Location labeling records
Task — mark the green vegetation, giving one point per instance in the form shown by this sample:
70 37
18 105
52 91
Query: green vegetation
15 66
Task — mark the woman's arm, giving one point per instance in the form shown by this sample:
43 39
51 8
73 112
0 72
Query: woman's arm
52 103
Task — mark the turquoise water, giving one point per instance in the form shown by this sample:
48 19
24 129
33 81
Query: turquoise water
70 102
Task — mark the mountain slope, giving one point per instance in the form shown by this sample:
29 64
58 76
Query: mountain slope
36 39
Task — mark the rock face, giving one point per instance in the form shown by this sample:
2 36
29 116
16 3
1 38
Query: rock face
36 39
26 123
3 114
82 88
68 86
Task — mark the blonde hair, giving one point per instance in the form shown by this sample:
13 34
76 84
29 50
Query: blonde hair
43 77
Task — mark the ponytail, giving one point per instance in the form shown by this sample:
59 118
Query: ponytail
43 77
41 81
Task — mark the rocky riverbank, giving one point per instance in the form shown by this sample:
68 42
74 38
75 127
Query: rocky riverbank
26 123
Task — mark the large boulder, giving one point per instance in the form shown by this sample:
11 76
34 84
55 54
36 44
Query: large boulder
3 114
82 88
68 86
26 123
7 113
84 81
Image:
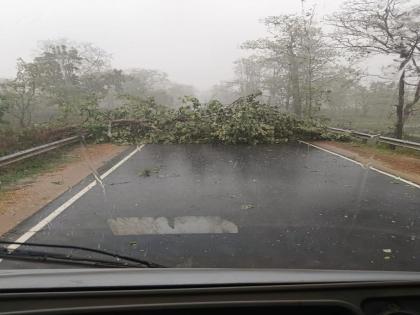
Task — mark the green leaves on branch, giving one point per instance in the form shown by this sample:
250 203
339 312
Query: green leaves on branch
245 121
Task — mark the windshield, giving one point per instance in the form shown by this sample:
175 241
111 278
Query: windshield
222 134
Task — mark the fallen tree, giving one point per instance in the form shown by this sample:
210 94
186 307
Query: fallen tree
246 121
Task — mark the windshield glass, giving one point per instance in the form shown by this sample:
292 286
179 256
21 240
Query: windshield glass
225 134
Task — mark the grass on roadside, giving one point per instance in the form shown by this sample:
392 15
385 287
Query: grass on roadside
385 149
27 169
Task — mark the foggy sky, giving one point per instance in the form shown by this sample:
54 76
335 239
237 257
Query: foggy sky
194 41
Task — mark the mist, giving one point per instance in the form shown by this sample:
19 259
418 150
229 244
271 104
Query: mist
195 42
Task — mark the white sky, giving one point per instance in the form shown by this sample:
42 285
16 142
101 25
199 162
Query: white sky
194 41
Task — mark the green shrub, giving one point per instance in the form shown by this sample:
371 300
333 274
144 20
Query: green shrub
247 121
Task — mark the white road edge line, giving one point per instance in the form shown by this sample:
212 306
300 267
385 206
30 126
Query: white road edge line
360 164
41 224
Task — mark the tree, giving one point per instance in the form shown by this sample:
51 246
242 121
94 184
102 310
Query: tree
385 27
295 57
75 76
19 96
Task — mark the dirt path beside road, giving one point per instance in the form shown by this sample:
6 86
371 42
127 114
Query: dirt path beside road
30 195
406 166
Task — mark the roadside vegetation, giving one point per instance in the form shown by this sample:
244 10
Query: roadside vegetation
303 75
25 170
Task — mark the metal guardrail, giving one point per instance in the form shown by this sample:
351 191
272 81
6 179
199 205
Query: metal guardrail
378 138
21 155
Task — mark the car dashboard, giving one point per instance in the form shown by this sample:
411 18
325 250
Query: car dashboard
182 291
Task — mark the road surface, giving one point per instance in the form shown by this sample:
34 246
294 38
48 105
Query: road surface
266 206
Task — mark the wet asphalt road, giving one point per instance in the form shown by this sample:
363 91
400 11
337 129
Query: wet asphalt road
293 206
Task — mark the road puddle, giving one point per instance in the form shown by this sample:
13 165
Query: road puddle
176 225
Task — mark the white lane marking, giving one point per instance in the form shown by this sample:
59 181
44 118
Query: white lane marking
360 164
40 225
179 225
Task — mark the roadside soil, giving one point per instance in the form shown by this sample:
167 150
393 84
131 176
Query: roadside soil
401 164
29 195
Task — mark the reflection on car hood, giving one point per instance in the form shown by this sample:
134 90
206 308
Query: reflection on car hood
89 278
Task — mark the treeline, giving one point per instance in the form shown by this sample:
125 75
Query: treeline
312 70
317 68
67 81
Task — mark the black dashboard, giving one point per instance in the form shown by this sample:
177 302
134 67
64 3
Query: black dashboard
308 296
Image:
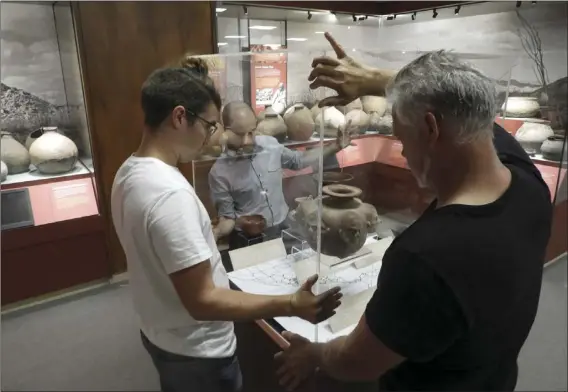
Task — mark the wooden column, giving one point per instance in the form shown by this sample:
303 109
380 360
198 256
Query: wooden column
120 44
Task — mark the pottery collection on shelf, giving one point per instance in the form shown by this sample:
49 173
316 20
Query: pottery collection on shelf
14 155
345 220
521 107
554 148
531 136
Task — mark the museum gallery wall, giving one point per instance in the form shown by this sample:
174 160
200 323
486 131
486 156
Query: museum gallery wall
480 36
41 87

--

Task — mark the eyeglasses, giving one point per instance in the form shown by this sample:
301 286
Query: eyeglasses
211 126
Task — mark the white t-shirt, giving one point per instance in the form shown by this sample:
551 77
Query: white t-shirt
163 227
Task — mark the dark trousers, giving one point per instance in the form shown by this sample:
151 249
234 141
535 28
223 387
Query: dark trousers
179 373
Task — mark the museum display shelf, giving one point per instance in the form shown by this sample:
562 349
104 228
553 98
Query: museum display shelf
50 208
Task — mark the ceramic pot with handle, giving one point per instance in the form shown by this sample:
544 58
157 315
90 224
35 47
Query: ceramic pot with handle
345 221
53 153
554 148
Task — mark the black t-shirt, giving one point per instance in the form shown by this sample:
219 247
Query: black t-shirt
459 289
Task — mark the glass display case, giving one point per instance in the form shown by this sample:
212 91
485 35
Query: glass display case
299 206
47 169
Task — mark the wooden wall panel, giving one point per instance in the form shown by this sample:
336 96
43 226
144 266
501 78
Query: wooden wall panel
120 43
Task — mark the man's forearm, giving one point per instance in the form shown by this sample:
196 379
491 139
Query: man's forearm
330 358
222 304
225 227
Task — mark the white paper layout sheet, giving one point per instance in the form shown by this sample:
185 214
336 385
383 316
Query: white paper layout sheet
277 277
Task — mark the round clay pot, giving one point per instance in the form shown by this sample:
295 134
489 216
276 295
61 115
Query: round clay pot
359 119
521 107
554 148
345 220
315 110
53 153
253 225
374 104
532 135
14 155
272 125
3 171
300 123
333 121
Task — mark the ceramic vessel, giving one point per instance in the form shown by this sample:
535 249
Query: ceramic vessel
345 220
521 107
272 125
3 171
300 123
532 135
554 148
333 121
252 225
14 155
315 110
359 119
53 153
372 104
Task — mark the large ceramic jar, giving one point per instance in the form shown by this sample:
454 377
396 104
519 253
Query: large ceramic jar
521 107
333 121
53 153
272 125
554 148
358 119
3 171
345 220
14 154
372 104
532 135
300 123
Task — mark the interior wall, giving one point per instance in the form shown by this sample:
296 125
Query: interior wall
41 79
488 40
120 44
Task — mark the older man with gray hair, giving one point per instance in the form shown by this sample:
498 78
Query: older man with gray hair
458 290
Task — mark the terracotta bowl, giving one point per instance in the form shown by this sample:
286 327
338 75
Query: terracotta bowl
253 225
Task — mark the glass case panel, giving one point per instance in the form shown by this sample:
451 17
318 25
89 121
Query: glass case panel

Goal
Please reproduce word for word the part of the rows that opens with the line containing "Task — mark the round" and closes with the line containing "Query: glass case panel", with both of those lines included.

Written response
Task — mark the round clay pot, giving one point per instance in the form shown by this sample:
295 134
489 216
276 295
61 115
Query: round clay pot
359 119
521 107
554 148
345 220
315 110
53 153
253 225
374 104
532 135
14 155
272 125
3 171
300 123
333 121
Task — mark the ceramic vessel, giving one point per instance in the form shown by this sample:
535 249
Query: ceramic vessel
345 220
521 107
272 125
3 171
300 123
532 135
554 148
333 121
252 225
14 155
315 110
359 119
53 153
372 104
Task — mark the large ceramic jar, giving one point per instance in the form shown by this sample:
454 377
396 104
519 253
Query: large ceramic jar
521 107
333 121
53 153
272 125
554 148
358 119
3 171
345 220
14 154
372 104
532 135
300 123
Task — mark the interior wall, giving one point per instance in the form shown by this sample:
296 125
Query: interior wall
41 79
488 40
120 44
Task — mark the older man with gray hair, giving one point per instance in the form shown by this sample:
498 78
Query: older man with gray hair
458 290
Task — mark the terracotta bowl, giving one point per instance in the form shown by this sample:
286 327
338 75
Query: terracotta bowl
253 225
Task — mark the glass case panel, giving one point per instance in the form shown by this sample:
451 17
318 25
89 121
Query: glass case panel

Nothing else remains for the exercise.